**REQUIREMENT:** In the court opinion in People v. Preston, what sentence was Billy J. Preston given after his jury trial?

**TEXT EXCERPT:**
+ + + +

People v. Preston, 61 Ill. App. 3d 434 (1978)

July 7, 1978 · Illinois Appellate Court · No. 14735
61 Ill. App. 3d 434

THE PEOPLE OF THE STATE OF ILLINOIS, Plaintiff-Appellee, v. BILLY J. PRESTON, Defendant-Appellant.

Fourth District

No. 14735

Opinion filed July 7, 1978.

CRAVEN, J., dissenting.

*435Richard J. Wilson and Donald T. McDougall, both of State Appellate Defender’s Office, of Springfield, for appellant.

Robert J. Bier, State’s Attorney, of Quincy (Robert C. Perry and Denise M. Paul, both of State’s Attorneys Appellate Service Commission, of counsel), for the People.

Mr. PRESIDING JUSTICE GREEN

delivered the opinion of the court:

After trial by jury in the circuit court of Adams County, defendant Billy J. Preston was convicted of the offenses of aggravated assault and unlawful use of weapons and sentenced to 3 1/3 to 10 years’ imprisonment. On appeal he contends that his guilt was not proved beyond a reasonable doubt and that the court erred in: (1) failing to sua sponte give an instruction to the jury that informed the jury of all of the elements of the offense, (2) refusing defendant’s instruction with reference to circumstantial evidence, and (3) permitting impeachment of defendant by evidence of a stale conviction.

+ + + +

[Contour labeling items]
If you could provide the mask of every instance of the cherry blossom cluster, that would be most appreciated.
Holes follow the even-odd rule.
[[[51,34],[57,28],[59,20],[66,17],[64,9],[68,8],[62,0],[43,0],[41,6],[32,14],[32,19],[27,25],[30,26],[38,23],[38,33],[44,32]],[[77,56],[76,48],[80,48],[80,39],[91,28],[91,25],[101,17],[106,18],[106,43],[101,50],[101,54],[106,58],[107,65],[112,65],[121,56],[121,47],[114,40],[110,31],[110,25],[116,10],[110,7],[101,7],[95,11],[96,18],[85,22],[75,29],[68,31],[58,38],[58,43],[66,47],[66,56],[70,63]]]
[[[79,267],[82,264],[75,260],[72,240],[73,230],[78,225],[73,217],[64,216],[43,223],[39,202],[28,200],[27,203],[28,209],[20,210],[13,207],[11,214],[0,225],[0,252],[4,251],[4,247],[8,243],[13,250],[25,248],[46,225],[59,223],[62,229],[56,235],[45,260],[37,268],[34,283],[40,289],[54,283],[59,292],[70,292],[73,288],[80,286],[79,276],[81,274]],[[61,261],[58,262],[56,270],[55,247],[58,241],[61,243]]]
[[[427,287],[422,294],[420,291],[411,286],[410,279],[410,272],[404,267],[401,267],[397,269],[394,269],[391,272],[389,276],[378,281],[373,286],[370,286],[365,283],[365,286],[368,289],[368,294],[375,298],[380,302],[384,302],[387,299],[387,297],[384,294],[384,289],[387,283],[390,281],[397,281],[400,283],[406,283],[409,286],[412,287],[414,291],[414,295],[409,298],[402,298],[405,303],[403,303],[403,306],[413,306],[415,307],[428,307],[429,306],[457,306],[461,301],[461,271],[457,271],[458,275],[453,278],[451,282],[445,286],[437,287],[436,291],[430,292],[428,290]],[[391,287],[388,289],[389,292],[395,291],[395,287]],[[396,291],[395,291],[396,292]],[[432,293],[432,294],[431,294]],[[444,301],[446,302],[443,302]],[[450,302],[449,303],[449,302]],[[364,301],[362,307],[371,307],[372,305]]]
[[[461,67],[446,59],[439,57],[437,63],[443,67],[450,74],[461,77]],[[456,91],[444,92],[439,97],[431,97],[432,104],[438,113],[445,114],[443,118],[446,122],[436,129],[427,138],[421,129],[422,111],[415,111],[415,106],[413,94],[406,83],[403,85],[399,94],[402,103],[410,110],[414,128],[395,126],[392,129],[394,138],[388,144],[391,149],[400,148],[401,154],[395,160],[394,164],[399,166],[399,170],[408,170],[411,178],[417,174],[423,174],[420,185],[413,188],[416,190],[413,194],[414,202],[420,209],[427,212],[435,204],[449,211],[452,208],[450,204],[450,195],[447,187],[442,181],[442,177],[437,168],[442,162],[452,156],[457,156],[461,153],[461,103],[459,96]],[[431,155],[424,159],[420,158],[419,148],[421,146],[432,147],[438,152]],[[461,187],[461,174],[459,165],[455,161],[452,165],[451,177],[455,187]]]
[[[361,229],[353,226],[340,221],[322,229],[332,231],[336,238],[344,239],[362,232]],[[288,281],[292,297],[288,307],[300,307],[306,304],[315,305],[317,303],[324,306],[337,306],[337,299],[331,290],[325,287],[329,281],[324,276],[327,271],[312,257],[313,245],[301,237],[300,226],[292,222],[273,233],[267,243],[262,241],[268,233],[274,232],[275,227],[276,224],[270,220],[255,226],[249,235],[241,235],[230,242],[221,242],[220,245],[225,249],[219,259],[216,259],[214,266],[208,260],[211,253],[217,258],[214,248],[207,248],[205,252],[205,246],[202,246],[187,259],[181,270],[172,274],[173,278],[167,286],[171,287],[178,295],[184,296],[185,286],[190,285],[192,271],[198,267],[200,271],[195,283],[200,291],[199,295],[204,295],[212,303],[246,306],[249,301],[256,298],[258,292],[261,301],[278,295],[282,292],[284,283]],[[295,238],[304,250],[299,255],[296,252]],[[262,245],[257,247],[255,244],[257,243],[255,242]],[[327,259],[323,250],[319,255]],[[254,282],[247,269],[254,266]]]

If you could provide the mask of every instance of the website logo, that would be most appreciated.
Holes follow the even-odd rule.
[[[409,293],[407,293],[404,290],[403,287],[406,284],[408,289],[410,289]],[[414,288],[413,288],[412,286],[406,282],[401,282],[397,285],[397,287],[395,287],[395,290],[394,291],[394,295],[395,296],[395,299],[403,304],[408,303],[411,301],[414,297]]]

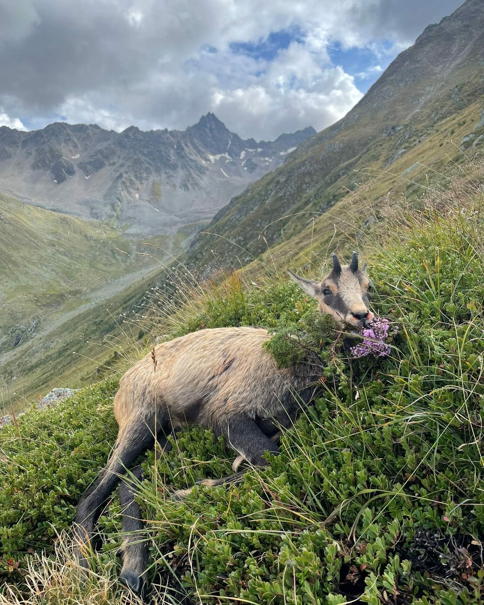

+ + + +

**WRITTEN REPLY:** He was sentenced to 3 1/3 to 10 years' imprisonment.